**What you are asked to do:** Update the data below by replacing each "instance" with "occurrence", and leave every other part unchanged.

━━ Records to use

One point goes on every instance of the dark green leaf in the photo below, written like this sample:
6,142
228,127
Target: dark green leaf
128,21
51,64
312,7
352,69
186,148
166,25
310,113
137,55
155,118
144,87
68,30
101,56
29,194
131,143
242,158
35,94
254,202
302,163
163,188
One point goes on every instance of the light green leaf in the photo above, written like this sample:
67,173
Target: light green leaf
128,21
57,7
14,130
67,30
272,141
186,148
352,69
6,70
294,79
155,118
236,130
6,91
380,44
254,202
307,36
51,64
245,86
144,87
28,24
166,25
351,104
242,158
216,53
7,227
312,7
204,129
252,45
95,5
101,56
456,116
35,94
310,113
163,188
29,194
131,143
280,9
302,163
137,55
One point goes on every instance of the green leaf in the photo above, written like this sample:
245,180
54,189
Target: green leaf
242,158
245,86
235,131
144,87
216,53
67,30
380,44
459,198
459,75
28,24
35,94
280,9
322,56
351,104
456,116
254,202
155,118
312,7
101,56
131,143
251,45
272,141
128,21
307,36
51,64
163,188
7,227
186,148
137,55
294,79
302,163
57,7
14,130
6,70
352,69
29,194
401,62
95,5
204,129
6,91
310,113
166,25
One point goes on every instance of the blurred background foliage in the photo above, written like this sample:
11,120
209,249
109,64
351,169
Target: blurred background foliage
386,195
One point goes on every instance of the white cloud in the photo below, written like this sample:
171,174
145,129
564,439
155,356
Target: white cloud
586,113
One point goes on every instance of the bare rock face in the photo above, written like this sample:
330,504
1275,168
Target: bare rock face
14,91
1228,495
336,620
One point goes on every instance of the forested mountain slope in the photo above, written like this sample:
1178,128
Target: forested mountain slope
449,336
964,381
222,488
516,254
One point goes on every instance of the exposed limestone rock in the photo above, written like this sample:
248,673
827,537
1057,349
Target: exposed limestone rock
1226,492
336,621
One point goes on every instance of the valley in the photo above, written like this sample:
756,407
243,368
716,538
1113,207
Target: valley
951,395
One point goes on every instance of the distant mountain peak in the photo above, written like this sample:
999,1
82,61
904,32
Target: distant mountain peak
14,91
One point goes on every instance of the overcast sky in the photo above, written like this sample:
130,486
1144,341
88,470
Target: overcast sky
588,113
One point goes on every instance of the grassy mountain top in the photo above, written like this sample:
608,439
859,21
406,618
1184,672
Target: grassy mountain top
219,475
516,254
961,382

━━━━

**Solved problem:**
One point goes on every occurrence of the dark green leaf in the photo below, written like this sample:
6,142
228,127
Target: dark green leaf
128,21
51,64
312,7
352,69
186,148
166,25
310,113
137,55
155,118
144,87
68,30
101,56
29,194
131,143
242,158
35,94
254,202
302,163
163,188
One point goes on every occurrence of the light green leaf in the photo above, written like this sample:
67,173
Target: light green leaf
128,21
57,7
14,130
67,30
272,141
186,148
352,69
6,70
294,79
155,118
236,130
6,91
380,44
254,202
307,36
51,64
245,86
144,87
28,24
166,25
351,104
242,158
216,53
7,227
312,7
204,129
252,45
95,5
101,56
456,116
35,94
310,113
163,188
29,194
131,143
280,9
302,163
137,55
One point goes on every occurrence of the green leaf in the photo above, written like this sample:
245,180
54,189
Target: green leaf
242,158
245,86
235,131
144,87
216,53
67,30
380,44
459,198
459,75
28,24
35,94
280,9
322,56
351,104
456,116
254,202
155,118
312,7
101,56
131,143
251,45
272,141
128,21
307,36
51,64
163,188
7,227
186,148
137,55
294,79
302,163
57,7
14,130
6,70
352,69
29,194
401,62
95,5
204,129
6,91
310,113
166,25
One point goes on every occurrence of the blurred background foliage in the photo above, written like this sample:
11,120
209,249
109,64
351,169
Target: blurred background foliage
386,195
One point goes on every occurrence of the white cloud in the photo below, written like this sample:
171,174
145,129
564,439
155,356
Target: white cloud
586,113
One point goes on every occurrence of the bare rock face in the photo above, written like this sample:
330,504
1275,168
Target: bare rock face
14,91
1228,495
336,620
One point goes on every occurrence of the forested mountain slope in the photo above, written like this sample:
1178,128
Target: forested mountain slope
449,336
964,381
222,488
516,254
One point goes on every occurrence of the exposed limestone rock in the photo above, written like this sample:
248,673
827,537
1057,349
Target: exposed limestone rock
1226,492
336,621
One point goes on every occurrence of the valley in the photo above, written like this sample:
756,407
243,368
716,538
1113,207
Target: valley
951,395
One point goes on every occurrence of the distant mountain peak in the photo above, written like this sample:
999,1
82,61
904,32
Target: distant mountain peak
14,91
One point goes on every occurrence of the overcast sky in the photo above, written like this sample:
130,486
1144,341
88,470
Target: overcast sky
588,113
One point goes on every occurrence of the grassy mountain top in the photo above, written like this sample:
608,439
859,21
406,618
1184,672
Target: grassy mountain top
219,475
516,254
961,382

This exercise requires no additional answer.